BEGIN
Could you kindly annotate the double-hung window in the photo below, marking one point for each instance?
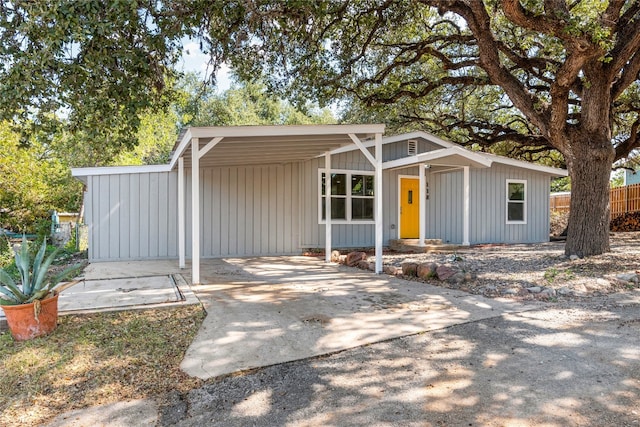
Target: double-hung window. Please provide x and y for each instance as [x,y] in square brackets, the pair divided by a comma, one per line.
[352,196]
[516,201]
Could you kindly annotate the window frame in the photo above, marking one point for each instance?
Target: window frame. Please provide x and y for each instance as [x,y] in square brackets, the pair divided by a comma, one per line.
[348,197]
[523,201]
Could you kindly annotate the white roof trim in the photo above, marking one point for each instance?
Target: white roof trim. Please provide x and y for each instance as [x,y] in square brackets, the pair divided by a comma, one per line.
[118,170]
[270,130]
[526,165]
[476,159]
[396,138]
[446,144]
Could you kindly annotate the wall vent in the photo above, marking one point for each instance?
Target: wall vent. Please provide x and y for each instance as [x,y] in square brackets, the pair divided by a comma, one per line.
[412,147]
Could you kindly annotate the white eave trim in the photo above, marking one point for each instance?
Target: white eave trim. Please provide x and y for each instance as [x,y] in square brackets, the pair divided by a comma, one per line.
[118,170]
[396,138]
[272,130]
[526,165]
[477,160]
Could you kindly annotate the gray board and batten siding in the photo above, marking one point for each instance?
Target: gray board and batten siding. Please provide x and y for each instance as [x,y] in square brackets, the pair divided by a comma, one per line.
[273,209]
[252,211]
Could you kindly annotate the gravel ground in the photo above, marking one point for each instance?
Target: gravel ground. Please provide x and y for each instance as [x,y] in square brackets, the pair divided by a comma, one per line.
[523,272]
[556,365]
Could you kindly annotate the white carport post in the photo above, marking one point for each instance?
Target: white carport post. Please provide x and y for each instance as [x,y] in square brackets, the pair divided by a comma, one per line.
[327,215]
[181,212]
[466,206]
[195,211]
[377,164]
[378,198]
[196,155]
[423,202]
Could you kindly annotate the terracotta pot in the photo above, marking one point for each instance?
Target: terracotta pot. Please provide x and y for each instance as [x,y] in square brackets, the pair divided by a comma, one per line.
[23,322]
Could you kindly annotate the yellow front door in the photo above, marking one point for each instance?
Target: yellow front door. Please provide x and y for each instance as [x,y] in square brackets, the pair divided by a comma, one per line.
[409,208]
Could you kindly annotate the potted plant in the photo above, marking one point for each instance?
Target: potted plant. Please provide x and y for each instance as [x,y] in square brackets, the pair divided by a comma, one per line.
[31,306]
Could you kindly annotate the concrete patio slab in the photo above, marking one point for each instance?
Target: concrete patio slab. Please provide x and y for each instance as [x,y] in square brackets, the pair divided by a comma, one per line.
[265,311]
[125,293]
[116,286]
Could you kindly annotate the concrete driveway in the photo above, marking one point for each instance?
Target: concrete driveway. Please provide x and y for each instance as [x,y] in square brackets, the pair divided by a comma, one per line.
[265,311]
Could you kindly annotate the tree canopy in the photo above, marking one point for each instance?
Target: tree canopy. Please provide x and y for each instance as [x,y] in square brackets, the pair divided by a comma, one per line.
[537,74]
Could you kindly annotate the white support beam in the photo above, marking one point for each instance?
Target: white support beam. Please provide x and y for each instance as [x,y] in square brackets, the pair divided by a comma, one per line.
[181,214]
[209,146]
[378,201]
[466,207]
[362,148]
[327,195]
[195,212]
[423,202]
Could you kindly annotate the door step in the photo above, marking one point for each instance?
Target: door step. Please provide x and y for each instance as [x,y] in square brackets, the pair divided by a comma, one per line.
[430,245]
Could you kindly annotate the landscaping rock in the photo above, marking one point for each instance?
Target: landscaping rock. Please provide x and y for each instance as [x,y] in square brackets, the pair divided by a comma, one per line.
[353,258]
[628,277]
[444,272]
[564,291]
[427,270]
[391,270]
[410,269]
[456,279]
[548,293]
[363,265]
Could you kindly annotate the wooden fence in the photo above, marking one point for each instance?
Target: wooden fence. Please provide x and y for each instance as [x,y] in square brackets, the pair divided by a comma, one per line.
[621,199]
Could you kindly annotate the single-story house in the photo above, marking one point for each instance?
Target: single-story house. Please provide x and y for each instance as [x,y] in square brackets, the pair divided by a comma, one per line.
[276,190]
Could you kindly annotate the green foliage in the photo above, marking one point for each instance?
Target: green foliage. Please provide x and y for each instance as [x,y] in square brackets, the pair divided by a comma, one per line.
[6,252]
[34,281]
[559,185]
[101,64]
[617,178]
[35,181]
[246,103]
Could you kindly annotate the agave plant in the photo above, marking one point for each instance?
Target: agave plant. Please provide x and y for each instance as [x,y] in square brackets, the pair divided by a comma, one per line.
[35,284]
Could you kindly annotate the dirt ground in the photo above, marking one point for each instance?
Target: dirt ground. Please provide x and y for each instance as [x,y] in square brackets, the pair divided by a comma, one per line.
[553,366]
[573,360]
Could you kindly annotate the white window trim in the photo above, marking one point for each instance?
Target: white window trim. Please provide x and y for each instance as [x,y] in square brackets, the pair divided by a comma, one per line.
[524,202]
[349,173]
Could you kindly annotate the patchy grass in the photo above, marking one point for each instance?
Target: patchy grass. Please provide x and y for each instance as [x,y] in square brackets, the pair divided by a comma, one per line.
[96,359]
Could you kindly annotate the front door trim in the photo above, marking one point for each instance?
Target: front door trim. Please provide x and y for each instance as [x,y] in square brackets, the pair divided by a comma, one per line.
[400,178]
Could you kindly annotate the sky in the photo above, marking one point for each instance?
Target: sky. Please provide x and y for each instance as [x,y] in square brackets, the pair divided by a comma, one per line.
[196,61]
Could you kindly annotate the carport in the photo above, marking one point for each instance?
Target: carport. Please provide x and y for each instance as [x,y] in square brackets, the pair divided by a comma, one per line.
[202,147]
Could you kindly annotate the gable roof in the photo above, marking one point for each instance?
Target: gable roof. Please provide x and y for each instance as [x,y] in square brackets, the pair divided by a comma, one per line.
[456,156]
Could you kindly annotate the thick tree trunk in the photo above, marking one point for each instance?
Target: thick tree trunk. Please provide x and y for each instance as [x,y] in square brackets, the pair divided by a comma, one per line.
[589,169]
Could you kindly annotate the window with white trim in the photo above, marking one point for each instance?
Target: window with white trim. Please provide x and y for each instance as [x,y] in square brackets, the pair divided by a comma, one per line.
[352,196]
[516,201]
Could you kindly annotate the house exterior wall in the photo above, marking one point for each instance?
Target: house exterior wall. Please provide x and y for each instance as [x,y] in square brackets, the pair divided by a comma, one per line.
[352,235]
[488,206]
[132,216]
[244,211]
[247,211]
[273,209]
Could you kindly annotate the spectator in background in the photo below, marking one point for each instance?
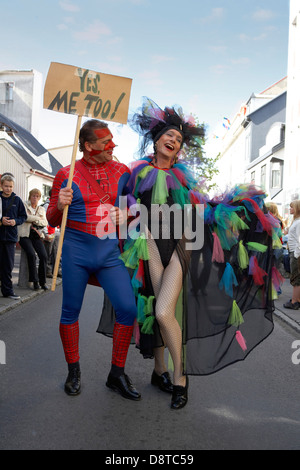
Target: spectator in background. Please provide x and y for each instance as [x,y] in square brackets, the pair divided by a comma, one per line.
[294,253]
[12,214]
[31,239]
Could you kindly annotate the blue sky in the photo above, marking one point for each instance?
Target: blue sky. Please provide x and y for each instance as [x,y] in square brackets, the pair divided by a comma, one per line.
[208,57]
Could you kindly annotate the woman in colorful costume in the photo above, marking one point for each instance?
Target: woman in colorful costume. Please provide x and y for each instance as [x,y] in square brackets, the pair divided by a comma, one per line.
[205,328]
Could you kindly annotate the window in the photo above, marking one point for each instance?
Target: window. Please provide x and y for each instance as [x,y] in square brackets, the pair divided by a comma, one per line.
[275,175]
[263,177]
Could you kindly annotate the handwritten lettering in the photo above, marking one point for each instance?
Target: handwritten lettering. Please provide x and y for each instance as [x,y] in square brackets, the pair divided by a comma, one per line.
[88,93]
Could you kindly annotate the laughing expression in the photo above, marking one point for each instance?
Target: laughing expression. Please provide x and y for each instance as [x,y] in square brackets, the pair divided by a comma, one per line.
[169,144]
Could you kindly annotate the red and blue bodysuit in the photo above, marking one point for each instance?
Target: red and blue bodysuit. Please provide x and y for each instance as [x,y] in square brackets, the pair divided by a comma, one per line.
END
## EXERCISE
Using the records above, copy word for word the line with "Could you kindly annotate the green", the line with "Could you kindly annotate the gable", and every line between them.

## RESULT
Could you kindly annotate the green foliage in the photo above, marking one point for each instance?
Target: green foliage. Please provide x and y for each instance as [x,y] in square brackets, the pair divided by a comma, one per line.
[6,252]
[34,281]
[559,185]
[101,64]
[617,178]
[35,181]
[246,103]
Could you kindly annotate the agave plant in the photo above, marking one point for each instance?
Target: agave plant. Please provide x and y for each instance as [x,y] in square brackets, the pair divided by a comma, one per line.
[35,284]
Could you kindly annotate the dirt ground in the photo above, marking one point for each instance?
Target: dirt ground. Please provide x and y for each instance as [x,y] in square brackets, the pair divided by a comma, one per line.
[553,366]
[573,360]
Could you kindly annotate the white window trim in the photo above, marking one point for each instance?
Target: white window trim. Please provide x and y for each instance as [x,y] in square brackets, the pair divided by a comma, one per line.
[524,202]
[349,173]
Could you kindly annotate the patchy grass in the photo above, marking one point for each instance?
Target: patchy grass. Please provide x and y for each instance as [x,y] in square brackets, the pair divided by a comma, one per line.
[96,359]
Could you kindly annotate the front door trim in the photo above, marking one point for each instance?
Target: front door trim. Please provide x and y for each instance as [x,y] in square brackets, the pair divided by a comma, one per line.
[400,178]
Could you kindly annotate the sky in the photo above, marking one point for each instance?
Target: sky. Please provide x and y for each instance as [x,y] in square brackets, the pair divided by a comma, one per line.
[196,61]
Could you kindly annotate the carport in the photo above, marking one point for each instance?
Target: carport. Please provide x and y for each instance as [x,y] in square brackets, the pair divided by a comma, one per line.
[202,147]
Could you kindly annotate the gable roof in the photo above, marking one point for each instance?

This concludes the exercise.